Coordinate annotation entries

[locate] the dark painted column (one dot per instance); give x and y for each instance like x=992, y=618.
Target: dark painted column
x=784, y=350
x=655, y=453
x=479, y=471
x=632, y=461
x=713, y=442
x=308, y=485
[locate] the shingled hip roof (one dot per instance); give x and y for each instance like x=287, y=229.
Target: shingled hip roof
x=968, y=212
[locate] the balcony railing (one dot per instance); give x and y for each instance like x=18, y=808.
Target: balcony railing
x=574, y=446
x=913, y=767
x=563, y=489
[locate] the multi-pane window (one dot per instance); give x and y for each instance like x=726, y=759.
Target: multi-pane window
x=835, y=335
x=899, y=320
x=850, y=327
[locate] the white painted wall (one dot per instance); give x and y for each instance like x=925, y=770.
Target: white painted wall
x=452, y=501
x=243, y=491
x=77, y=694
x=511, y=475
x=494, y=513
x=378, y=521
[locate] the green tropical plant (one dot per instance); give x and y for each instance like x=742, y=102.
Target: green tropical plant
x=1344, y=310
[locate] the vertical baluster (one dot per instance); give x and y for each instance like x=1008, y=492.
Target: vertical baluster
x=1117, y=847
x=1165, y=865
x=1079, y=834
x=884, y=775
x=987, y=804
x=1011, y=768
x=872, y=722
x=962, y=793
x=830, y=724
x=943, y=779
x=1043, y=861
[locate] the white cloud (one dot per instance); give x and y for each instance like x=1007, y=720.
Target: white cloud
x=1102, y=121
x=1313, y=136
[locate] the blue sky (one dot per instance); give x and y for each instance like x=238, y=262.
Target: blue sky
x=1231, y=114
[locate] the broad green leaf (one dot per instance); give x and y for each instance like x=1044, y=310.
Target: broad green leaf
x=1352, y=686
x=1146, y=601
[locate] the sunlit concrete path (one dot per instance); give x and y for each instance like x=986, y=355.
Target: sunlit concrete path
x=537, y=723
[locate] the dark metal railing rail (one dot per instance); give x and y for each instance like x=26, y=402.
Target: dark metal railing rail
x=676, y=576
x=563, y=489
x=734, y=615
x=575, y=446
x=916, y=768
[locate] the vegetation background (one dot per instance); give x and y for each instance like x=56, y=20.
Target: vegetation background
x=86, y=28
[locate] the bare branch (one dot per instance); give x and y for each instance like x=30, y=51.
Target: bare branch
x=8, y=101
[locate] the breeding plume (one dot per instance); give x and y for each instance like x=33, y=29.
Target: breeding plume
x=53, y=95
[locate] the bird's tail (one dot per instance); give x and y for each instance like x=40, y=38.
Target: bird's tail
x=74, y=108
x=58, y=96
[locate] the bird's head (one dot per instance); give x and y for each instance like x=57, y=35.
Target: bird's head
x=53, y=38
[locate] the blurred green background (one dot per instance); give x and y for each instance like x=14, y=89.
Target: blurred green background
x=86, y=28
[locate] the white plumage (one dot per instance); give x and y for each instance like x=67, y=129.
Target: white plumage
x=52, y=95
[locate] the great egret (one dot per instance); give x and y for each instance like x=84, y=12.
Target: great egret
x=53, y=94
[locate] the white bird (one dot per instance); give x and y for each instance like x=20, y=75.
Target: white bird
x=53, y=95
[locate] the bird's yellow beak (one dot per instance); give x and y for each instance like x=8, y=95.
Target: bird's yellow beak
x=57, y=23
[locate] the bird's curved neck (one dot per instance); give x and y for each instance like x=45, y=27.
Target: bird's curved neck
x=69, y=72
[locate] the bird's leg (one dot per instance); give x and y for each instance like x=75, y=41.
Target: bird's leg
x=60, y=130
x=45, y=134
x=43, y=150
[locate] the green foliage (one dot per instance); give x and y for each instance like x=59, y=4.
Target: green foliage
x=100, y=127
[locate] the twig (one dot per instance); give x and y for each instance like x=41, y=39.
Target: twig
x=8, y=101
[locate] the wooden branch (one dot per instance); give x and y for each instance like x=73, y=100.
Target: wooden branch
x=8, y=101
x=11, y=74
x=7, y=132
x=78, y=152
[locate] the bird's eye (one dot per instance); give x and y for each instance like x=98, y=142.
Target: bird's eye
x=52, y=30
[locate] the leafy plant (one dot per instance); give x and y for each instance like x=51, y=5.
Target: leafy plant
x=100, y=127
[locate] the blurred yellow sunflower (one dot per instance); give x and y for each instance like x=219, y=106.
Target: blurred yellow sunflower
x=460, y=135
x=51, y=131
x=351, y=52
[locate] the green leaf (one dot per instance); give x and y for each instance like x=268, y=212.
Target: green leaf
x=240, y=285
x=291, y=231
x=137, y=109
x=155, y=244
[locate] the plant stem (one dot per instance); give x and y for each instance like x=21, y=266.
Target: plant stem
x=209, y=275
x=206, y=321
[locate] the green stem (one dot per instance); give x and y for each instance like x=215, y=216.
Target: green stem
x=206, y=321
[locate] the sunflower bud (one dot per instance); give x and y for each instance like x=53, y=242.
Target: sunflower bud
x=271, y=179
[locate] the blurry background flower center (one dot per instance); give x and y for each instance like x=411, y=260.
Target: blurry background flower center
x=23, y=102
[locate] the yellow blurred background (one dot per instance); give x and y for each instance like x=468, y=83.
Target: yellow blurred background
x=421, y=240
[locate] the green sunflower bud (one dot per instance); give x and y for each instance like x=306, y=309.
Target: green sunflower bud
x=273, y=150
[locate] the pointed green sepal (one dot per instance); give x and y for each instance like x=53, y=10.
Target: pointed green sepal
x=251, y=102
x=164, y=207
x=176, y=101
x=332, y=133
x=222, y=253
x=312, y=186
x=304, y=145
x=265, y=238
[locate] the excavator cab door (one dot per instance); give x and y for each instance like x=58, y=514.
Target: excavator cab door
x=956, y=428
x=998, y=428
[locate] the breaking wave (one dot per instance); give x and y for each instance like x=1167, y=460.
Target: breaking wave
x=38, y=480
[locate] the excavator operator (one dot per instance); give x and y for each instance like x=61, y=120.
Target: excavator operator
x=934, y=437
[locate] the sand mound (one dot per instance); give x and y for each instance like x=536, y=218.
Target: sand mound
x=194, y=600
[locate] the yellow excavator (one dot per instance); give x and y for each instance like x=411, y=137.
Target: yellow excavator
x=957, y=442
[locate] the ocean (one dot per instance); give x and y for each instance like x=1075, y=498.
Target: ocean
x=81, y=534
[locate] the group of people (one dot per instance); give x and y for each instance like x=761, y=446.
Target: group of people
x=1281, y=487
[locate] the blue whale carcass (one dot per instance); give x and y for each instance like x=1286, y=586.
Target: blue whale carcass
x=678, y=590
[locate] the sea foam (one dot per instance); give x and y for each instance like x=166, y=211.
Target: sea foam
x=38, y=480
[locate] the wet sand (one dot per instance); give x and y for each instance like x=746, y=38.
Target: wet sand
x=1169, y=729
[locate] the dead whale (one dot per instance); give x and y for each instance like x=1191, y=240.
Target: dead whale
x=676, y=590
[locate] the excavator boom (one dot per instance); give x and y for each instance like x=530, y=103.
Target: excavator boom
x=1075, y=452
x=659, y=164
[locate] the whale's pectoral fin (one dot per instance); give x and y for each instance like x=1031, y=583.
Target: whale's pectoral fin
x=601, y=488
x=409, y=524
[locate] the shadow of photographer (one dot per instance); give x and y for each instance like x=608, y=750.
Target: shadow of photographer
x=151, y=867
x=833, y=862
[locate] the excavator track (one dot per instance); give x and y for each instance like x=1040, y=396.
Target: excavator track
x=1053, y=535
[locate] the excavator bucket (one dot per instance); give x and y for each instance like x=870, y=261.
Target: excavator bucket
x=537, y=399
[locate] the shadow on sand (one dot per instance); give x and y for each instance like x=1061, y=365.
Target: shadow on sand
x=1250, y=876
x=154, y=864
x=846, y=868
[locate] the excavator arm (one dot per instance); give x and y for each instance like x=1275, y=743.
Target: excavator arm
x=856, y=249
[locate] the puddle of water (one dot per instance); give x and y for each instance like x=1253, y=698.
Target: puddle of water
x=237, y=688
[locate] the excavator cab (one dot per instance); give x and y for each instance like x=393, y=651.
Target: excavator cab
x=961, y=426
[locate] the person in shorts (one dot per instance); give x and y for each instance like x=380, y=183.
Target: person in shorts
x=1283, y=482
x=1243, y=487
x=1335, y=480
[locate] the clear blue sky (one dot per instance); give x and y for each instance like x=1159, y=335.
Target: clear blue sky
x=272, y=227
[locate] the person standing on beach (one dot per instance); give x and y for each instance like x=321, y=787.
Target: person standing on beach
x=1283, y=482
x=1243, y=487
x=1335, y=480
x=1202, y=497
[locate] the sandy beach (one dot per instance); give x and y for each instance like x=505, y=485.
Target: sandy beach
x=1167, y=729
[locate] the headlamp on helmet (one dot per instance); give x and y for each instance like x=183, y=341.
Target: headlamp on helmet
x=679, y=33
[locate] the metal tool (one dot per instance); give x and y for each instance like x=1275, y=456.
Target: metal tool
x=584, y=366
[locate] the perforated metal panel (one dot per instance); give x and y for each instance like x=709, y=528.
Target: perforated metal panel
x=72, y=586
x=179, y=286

- _Directions_:
Update the items from the first line through the line containing "x=1146, y=601", replacing "balcony railing" with "porch railing" and leaving everything else unchanged.

- _Expected output_:
[locate] the dark painted column (one dot per instance); give x and y for each instance like x=992, y=618.
Target: dark painted column
x=784, y=350
x=655, y=453
x=479, y=471
x=632, y=461
x=713, y=442
x=308, y=485
[locate] the shingled hip roof (one dot per instance); give x and y for each instance like x=287, y=229.
Target: shingled hip roof
x=968, y=212
[locate] the porch railing (one dot per instance); give x and y for each instance like x=18, y=808.
Target: porch railing
x=574, y=446
x=913, y=767
x=563, y=489
[locate] the multi-pane window (one dot per instance); give x and y for each instance like x=726, y=759.
Target: multi-pane window
x=835, y=335
x=899, y=320
x=850, y=327
[locate] the white painted wall (one dot per instance); give x and y for each instance like x=925, y=770.
Target: white painted wall
x=452, y=501
x=243, y=491
x=77, y=694
x=511, y=475
x=494, y=513
x=378, y=521
[locate] the green tropical plant (one dot per instance); give x and y for each instance like x=742, y=102.
Target: green tropical plant
x=1344, y=310
[locate] the vertical baluster (one dot per instance); give x and y for each instance like x=1008, y=492.
Target: vertical baluster
x=1117, y=847
x=1165, y=865
x=1079, y=834
x=884, y=775
x=987, y=804
x=1011, y=768
x=872, y=722
x=962, y=793
x=830, y=724
x=943, y=779
x=1043, y=861
[locate] the white cloud (one dot per instance); give x and y for each instance like x=1007, y=720.
Target: white cloud
x=1102, y=121
x=1313, y=136
[locate] the blue sky (one dot per instance); give x and y for each instance like x=238, y=262.
Target: blue sky
x=1231, y=114
[locate] the broad green leaf (one dot per instance); give x and y for each instance like x=1044, y=310.
Target: broad green leaf
x=1352, y=686
x=1146, y=601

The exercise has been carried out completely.